» **PROBLEM DESCRIPTION**: What lines in the material hold the string "bicycle"? Return every one of them.

» **INPUT FOR THIS TASK**:
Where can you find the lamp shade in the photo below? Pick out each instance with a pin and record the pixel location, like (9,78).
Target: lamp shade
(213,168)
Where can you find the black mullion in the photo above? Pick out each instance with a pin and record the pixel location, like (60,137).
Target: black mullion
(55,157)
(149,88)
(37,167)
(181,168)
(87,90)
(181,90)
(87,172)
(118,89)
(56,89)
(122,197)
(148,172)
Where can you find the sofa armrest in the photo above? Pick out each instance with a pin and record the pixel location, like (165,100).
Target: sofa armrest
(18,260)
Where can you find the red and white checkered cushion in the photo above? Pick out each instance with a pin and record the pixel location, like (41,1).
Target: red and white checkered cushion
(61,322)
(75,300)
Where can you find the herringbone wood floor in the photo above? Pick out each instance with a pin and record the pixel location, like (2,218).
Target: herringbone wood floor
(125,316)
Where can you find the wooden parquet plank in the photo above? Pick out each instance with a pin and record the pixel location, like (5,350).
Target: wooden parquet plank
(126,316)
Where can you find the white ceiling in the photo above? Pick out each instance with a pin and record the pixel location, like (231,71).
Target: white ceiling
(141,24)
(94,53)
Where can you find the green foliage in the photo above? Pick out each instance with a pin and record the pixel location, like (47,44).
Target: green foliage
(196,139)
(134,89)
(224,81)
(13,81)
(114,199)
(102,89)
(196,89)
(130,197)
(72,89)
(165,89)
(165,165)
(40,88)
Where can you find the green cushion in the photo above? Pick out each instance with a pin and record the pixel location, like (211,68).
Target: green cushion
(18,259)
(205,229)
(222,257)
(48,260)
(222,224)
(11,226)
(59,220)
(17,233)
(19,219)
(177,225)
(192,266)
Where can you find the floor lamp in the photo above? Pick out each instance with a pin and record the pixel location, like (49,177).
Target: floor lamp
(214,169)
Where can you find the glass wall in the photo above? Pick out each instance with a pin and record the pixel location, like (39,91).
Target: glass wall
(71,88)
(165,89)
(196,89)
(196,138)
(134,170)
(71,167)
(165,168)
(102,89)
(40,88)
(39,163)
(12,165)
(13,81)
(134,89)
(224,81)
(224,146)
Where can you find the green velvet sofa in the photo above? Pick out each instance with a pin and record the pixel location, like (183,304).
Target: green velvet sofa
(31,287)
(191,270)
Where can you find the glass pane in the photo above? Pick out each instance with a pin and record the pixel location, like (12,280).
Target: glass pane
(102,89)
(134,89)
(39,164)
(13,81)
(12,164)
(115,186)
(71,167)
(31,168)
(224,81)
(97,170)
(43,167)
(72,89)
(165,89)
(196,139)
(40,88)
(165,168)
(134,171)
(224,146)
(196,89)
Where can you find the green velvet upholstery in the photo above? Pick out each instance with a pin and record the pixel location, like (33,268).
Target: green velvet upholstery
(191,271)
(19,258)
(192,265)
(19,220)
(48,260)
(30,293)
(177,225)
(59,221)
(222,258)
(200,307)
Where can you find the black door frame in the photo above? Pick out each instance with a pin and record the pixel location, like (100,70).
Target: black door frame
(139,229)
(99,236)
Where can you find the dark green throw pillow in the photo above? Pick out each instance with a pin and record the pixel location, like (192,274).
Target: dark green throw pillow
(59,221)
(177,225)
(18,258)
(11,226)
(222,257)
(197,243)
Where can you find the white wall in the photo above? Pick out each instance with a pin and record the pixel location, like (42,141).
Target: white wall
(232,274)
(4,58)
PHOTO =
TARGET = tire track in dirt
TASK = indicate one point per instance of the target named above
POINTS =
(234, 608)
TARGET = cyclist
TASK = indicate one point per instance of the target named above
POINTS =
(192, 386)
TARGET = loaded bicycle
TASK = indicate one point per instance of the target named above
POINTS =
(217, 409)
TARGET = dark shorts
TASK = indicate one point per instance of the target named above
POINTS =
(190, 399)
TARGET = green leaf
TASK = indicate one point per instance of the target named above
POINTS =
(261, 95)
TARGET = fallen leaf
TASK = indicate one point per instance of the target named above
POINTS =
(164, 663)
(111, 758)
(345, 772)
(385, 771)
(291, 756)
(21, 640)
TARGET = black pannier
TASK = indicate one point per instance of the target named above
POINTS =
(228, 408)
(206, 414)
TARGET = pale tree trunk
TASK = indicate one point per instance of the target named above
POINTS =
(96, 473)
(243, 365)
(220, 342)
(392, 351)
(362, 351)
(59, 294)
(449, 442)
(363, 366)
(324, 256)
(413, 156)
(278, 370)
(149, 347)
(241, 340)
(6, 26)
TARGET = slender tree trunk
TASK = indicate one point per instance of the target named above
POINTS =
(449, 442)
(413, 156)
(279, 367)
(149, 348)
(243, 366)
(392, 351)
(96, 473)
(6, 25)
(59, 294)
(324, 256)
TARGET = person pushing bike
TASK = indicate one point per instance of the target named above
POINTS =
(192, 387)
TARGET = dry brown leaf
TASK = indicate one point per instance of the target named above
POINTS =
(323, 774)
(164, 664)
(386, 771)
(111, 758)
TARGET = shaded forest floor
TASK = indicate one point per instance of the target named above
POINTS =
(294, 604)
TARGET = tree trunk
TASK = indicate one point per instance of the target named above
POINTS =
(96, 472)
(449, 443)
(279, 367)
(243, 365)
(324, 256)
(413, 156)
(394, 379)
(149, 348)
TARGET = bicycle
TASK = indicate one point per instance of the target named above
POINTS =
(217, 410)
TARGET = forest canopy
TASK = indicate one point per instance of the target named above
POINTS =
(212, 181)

» **REPLY TO THE EXERCISE**:
TARGET = loaded bicycle
TARGET = bicycle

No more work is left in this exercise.